— Passage to read —

| Model
A simplified version of something complex used, for example,
to analyze and solve problems
Modified Sequential Least Squares
System Identification
A challenge in real time system identification
is the tradeoff between algorithm stability and rapid adaptation
to parameter changes. For reconfigurable flight control, this
is especially important due to long periods of quiescence,
coupled with the possibility of sudden unforeseen failures.
To address these twin challenges, BAI developed the MSLS parameter
identification algorithm. Building on recursive least squares
(RLS), MSLS incorporates additional constraints that take
advantage of a priori information and effectively adjusts
the size of the data-window to account for the information
content in the regressor.
 Reference:
Ward,
D.G, R.L. Barron, M.P. Carley, and T.J. Curtis, "Real-time
parameter identification for self-designing flight control,"
Proc. Nat'l Aerospace and Electronics Conf. (NAECON), Dayton,
OH, May 1994.
Statistical Model Validation
Mathematical modeling and computer simulation
have become indispensable tools in scientific, engineering,
policy, and economic decision-making by government, industry,
and other organizations. Barron Associates’ Stochastic Model
Validation (SMV) technology concerns the use of nonparametric
(distribution-free) statistical techniques for validating multivariate
stochastic simulation models. The validation approach is based
on testing for homogeneity between a population of empirical
data (observed data) and a population generated by one or more
stochastic simulation models. Multivariate techniques are necessary
to reveal whether a simulation model correctly captures dependencies
among multiple response variables. Nonparametric approaches
obviate the need for normality assumptions concerning the distributions
of empirically-observed and model-generated data; in practice,
such distributional assumptions are often not appropriate. Barron
Associates’ SMV approach is novel in that it enables validation
across “multiple treatments,” where empirical and model data
are collected under a variety of “independent test conditions”

— Records provided —
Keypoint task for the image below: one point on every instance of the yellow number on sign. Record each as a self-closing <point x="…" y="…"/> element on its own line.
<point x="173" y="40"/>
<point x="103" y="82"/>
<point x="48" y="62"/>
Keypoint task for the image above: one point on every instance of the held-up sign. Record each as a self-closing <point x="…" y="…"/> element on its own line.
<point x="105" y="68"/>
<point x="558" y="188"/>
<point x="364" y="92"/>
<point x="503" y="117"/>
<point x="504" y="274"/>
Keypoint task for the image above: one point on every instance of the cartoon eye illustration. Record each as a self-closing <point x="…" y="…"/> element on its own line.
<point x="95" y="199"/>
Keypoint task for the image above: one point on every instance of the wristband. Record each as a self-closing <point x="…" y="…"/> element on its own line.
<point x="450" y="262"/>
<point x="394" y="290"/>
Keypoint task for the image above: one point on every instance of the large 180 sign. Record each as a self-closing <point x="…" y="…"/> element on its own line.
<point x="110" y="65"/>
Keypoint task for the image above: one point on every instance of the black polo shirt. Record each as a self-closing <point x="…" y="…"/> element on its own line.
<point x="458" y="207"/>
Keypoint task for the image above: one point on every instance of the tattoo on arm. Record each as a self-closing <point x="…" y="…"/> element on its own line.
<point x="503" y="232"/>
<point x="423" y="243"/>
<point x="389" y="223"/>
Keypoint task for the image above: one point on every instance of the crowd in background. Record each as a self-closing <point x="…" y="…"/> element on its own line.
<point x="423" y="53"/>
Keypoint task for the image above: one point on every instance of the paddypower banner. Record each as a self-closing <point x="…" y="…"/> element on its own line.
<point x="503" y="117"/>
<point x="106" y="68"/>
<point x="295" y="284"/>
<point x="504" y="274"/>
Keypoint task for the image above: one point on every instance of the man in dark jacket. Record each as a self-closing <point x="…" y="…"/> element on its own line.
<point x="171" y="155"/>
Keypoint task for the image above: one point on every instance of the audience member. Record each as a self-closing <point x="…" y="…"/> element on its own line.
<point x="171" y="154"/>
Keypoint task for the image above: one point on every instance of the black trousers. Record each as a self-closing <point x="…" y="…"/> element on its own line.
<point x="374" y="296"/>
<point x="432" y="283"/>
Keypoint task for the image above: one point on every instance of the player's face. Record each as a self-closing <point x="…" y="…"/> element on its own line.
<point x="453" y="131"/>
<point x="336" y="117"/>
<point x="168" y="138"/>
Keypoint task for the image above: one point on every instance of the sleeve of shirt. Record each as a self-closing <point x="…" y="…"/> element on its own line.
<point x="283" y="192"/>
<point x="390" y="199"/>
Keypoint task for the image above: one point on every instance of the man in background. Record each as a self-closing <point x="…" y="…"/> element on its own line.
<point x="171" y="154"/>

--

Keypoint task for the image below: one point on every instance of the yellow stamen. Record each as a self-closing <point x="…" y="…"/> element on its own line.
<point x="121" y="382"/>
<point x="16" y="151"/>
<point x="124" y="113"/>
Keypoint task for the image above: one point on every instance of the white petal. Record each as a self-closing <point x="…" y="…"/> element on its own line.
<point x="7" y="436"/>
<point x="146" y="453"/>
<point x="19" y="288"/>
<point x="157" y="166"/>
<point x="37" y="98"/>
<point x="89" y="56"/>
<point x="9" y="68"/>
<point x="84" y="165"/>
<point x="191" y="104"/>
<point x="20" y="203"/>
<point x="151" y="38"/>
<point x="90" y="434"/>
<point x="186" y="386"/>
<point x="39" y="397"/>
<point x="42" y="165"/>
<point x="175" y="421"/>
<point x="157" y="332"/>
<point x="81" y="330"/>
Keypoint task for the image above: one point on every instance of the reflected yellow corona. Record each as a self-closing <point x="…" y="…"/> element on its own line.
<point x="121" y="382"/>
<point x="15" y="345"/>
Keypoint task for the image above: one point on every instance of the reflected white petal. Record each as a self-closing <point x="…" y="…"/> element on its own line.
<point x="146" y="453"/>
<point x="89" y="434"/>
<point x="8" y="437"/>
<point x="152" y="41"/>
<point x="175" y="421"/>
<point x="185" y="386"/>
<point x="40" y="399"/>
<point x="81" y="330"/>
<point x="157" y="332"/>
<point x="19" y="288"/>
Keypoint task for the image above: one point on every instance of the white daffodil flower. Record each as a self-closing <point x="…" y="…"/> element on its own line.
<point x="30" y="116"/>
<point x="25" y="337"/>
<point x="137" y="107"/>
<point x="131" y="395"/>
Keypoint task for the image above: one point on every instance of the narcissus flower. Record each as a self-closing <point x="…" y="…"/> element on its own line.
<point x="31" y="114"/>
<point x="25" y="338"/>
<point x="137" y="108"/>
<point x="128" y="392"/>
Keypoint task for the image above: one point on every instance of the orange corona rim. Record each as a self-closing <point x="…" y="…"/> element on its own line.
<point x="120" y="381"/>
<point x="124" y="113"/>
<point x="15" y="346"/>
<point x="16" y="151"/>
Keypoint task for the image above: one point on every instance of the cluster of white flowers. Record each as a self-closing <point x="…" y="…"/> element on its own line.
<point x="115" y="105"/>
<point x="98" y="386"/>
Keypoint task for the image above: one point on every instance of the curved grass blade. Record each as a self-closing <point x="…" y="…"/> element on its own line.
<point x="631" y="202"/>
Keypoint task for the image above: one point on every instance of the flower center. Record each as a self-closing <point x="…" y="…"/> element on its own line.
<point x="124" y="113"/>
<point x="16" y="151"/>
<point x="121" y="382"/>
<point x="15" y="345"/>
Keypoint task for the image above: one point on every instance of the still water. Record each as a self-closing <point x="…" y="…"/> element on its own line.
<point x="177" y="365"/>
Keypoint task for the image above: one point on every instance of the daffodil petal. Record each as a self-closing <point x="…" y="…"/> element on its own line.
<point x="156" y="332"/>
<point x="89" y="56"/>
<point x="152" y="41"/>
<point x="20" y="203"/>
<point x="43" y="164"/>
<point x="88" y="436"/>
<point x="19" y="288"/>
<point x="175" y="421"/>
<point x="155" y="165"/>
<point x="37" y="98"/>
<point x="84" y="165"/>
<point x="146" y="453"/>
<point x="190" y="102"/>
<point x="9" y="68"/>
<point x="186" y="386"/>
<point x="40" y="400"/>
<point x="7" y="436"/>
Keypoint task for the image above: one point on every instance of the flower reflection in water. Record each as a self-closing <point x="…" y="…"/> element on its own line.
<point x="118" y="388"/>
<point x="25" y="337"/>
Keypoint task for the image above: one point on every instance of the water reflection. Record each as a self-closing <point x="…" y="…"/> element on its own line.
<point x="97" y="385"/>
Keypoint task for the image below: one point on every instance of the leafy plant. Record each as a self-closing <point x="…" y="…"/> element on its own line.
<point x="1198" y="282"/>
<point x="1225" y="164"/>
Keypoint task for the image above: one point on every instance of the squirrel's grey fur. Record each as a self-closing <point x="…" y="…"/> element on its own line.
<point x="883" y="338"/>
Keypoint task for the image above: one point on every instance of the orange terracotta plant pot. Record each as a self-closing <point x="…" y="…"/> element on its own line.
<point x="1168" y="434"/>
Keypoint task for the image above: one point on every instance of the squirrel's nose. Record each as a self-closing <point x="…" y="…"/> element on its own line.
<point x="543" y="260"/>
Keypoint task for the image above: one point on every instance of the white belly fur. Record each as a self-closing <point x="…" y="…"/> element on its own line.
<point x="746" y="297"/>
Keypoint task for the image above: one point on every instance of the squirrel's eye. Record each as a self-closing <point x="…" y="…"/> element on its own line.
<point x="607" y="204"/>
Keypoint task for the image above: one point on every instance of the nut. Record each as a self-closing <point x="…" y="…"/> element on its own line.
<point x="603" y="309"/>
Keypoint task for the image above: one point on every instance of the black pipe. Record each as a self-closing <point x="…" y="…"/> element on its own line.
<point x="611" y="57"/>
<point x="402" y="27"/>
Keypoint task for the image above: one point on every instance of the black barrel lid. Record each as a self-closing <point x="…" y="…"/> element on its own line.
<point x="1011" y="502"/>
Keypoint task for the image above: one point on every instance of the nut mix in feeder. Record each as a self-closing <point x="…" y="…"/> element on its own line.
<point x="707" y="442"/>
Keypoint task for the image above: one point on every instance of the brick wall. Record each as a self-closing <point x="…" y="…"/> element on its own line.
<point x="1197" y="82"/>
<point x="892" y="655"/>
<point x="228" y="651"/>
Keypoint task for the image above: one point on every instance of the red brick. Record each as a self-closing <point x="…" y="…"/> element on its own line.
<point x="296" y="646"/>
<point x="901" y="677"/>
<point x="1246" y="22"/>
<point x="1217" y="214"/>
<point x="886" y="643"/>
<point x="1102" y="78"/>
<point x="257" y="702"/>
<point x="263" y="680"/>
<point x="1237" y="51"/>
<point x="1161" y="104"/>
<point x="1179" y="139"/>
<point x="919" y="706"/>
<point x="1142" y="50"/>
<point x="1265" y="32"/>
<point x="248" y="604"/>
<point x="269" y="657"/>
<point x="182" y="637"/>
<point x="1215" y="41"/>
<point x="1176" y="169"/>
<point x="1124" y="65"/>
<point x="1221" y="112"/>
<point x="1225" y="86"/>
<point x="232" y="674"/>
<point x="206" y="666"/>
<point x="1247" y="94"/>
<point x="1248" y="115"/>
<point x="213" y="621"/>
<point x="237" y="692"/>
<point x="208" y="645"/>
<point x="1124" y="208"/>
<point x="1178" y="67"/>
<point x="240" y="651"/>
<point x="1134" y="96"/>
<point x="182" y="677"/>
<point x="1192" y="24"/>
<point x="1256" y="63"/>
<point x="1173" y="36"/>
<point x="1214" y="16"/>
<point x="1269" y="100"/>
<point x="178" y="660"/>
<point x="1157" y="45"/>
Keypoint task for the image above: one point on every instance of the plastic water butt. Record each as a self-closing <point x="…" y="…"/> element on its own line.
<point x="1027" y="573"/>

---

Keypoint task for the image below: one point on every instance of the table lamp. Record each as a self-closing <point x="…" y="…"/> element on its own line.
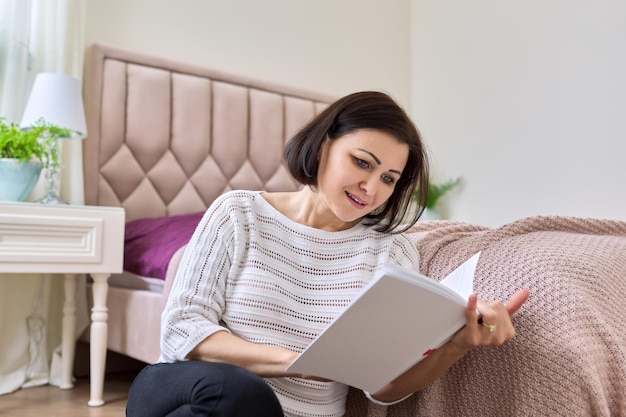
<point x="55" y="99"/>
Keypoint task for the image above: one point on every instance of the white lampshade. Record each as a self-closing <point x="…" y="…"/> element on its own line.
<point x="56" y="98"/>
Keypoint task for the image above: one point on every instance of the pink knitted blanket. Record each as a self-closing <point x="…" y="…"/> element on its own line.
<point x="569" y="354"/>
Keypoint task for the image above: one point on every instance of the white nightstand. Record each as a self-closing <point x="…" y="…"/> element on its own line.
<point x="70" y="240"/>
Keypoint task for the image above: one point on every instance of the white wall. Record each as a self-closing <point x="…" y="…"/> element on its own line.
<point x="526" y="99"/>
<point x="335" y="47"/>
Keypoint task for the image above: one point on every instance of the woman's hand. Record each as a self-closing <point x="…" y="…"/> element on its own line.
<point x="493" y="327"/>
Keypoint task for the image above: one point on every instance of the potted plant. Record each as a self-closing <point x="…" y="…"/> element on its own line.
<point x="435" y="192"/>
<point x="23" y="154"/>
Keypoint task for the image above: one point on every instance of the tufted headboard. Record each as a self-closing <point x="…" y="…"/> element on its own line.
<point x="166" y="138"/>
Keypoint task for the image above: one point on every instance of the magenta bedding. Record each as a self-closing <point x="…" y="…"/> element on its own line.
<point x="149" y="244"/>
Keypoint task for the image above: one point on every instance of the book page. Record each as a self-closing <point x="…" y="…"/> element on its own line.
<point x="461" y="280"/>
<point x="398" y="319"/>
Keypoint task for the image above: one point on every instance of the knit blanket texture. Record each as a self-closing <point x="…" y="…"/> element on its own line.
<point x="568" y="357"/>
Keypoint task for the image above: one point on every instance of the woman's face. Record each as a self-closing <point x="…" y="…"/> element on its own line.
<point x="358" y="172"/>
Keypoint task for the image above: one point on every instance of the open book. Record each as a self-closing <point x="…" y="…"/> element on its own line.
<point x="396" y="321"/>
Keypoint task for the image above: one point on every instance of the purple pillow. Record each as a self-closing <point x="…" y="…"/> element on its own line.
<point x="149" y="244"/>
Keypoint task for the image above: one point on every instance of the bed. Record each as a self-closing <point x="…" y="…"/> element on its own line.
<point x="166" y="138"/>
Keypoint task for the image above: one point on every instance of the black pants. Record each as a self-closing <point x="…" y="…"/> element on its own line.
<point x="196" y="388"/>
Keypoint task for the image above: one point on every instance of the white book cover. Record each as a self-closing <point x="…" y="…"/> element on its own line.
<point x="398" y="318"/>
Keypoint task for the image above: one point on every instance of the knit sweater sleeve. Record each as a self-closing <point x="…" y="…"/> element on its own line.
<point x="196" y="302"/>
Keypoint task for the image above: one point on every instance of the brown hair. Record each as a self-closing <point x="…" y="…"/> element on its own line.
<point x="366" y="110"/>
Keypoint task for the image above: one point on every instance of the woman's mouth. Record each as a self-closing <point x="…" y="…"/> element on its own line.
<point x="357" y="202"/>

— Directions —
1) Return each line of the records that includes the word "blanket".
2) Write the next part of the passage on system identification and model validation, starting from the point where it stops.
The passage on system identification and model validation has no connection to the records.

— Responses per task —
1)
Keypoint task for the image above: one point on every instance of the pink knitted blanket. Record each as a self-closing <point x="…" y="…"/> element on its own line.
Keypoint task for the image above: one point on every instance of the knit blanket texture. Record each as a self-closing <point x="…" y="…"/> element on its own line.

2)
that are of operational interest, or which reflect the available
observation data. Integrating non-homogeneous data into one
overall statistical test substantially increases the power of
the test relative to that of testing each treatment separately
and avoids the pitfall of increased probability of significant
findings due to chance alone.
Structure-Learning Neural Networks
BAI's neural network modelling software
suite, GNOSIS, can be used to find the best feedforward model
that transforms observable variables into one or more estimated
dependent variables. GNOSIS postulates a simple model, then
incrementally adds complexity until a "just-sufficient"
complexity level is achieved. In other words, GNOSIS determines
the optimal trade-off between model complexity and model accuracy
when determining the structure of the model. A proper balance
ensures the best performance on unseen data by neither underfitting
nor overfitting the data. BAI has demonstrated the efficacy
of the GNOSIS structure-learning technique in a number of
fields.
Advanced Nonlinear Simulations
BAI works with and develops in-house simulations
of a number of advanced systems ranging from tailless aircraft
to shipboard power distribution systems. As part of these
efforts, BAI is also developing tools to speed-up nonlinear
simulations, to automatically update simulations given experimental
data, and to visualize the results of these simulations.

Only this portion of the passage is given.